The chapter that recounts the author’s friendship with scholar Lane Hirabayashi and their involvement in the beginnings of the hapa movement is one of the book’s most personal and moving. The two young men, “similary consumed by our identities, community connections and scholarly passions,” meet for the first time in San Francisco in 1984, and feel an immediate kinship. Murphy-Shigematsu jumps into the simmering debate consuming the Asian American community over the term “hapa.” Hirabayashi, the son of a Nisei father and a Norwegian American mother, is in the midst of it, brash enough to take on Japanese American community leaders who reject the word and argue that mixed-race Japanese should simply be considered “beautiful human beings,” or Nikkei (members of the Japanese diaspora, literally “of Japanese lineage”). Hirabayashi insists that the term itself is not important; what matters is how the mixed-race person feels, “the right of the ‘insider’ to define and conceptualize his or her own experience.”
Murphy-Shigematsu writes, “I loved the message that “we” had the right to self-definition. He notes that the term “hapa”—of Hawaiian origin meaning “part” or “mixed,” as in hapa haole (part Hawaiian, part white)—has since been embraced and popularized as a symbol of mixed Asian American identity and empowerment.
When Half is Whole goes well beyond stories like Johnson’s and Hirabayashi’s. The fascinating range of Asian mixed-race “borderlands” Murphy-Shigematsu explores reflect 30-years’ worth of research and conversations with artists, writers, scholars, performers and filmmakers, whose backgrounds include Korean/Iranian, adopted Korean/Jewish and a young international Japanese American growing up in Kyoto. He even tackles the thorny issue of ethnic Koreans in Japan, some who are fighting to regain their Korean names after being pressured into taking on Japanese names when they became Japanese citizens.
Murphy-Shigematsu’s portrait of Rudy Guevarra introduces us to a fourth-generation “Mexipino” hip-hop artist/gangbanger-turned professor, who realizes he wants to tell the story of the rich history of generations of Mexican Filipino families in San Diego, of eating burritos and bagoong (fermented salted fish paste), or pancit noodles and tamales. A chapter titled “Grits and Sushi,” includes the “Blackanese" woman Mitzi, who explores her African American, Okinawan and Southern upbringing in her blog by that title. She travels to Japan to explore her roots, hoping, and to some extent finding, a more accepting culture. Yet Murphy-Shigematsu points out that race and class are important factors in the treatment of Amerasians: those schooled in international schools will fare better than those on military bases.

_____

Reproduce verbatim the passage of the book review that opens with the words containing "When Half is" and closes with "became Japanese citizens.". The items after this book review are separate material.

> Stored records
_____

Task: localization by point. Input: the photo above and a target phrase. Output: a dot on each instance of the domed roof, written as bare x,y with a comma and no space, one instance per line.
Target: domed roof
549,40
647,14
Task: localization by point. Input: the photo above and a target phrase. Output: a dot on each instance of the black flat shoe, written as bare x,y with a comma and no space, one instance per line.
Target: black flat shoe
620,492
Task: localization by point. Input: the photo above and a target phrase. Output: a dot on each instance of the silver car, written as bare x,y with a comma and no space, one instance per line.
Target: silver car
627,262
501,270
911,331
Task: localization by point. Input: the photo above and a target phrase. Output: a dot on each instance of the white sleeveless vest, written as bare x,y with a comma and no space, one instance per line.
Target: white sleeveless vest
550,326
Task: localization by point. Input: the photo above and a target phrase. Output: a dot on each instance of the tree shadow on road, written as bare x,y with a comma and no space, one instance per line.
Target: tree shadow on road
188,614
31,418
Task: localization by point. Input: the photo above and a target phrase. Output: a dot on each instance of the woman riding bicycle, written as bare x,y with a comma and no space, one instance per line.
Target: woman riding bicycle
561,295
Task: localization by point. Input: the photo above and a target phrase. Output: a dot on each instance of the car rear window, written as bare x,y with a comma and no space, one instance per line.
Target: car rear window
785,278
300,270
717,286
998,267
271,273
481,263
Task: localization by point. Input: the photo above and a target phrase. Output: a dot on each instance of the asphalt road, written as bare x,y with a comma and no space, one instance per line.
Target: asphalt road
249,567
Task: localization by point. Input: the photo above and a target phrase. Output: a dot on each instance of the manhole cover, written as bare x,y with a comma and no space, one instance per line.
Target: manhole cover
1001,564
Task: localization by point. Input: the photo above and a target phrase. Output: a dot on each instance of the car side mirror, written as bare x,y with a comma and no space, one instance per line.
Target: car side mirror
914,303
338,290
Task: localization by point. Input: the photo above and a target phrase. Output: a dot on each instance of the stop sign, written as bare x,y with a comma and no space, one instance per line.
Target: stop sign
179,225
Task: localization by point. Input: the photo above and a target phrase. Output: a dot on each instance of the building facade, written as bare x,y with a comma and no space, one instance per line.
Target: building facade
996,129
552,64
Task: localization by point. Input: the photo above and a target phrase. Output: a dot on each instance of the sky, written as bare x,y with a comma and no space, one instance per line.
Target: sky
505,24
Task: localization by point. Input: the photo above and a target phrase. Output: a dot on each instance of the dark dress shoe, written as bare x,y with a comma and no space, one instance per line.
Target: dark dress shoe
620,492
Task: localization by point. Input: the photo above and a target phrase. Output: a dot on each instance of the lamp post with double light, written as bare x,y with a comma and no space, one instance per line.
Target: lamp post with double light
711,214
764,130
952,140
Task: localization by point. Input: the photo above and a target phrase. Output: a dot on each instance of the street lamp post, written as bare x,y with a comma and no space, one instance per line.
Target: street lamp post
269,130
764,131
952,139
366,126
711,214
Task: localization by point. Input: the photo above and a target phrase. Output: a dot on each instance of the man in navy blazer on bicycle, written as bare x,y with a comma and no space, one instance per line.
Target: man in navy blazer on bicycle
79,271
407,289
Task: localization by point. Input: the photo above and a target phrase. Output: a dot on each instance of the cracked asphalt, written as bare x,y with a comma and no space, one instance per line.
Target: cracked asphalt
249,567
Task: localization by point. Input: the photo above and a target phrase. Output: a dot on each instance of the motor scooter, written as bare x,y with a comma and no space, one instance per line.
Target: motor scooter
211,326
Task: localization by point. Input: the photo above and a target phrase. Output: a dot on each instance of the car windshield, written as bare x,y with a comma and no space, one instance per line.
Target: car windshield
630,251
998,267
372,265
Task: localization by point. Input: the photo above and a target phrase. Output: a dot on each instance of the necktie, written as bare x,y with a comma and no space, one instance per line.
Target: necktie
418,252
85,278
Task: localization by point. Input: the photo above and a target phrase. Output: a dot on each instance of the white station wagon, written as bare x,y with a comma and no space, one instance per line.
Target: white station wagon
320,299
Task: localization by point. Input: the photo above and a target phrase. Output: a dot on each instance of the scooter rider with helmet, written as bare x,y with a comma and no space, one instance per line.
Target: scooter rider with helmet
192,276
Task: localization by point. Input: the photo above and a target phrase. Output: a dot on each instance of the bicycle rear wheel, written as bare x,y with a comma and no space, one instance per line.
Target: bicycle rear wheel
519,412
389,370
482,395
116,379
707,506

_____

> Answer for the task
When Half is Whole goes well beyond stories like Johnson’s and Hirabayashi’s. The fascinating range of Asian mixed-race “borderlands” Murphy-Shigematsu explores reflect 30-years’ worth of research and conversations with artists, writers, scholars, performers and filmmakers, whose backgrounds include Korean/Iranian, adopted Korean/Jewish and a young international Japanese American growing up in Kyoto. He even tackles the thorny issue of ethnic Koreans in Japan, some who are fighting to regain their Korean names after being pressured into taking on Japanese names when they became Japanese citizens.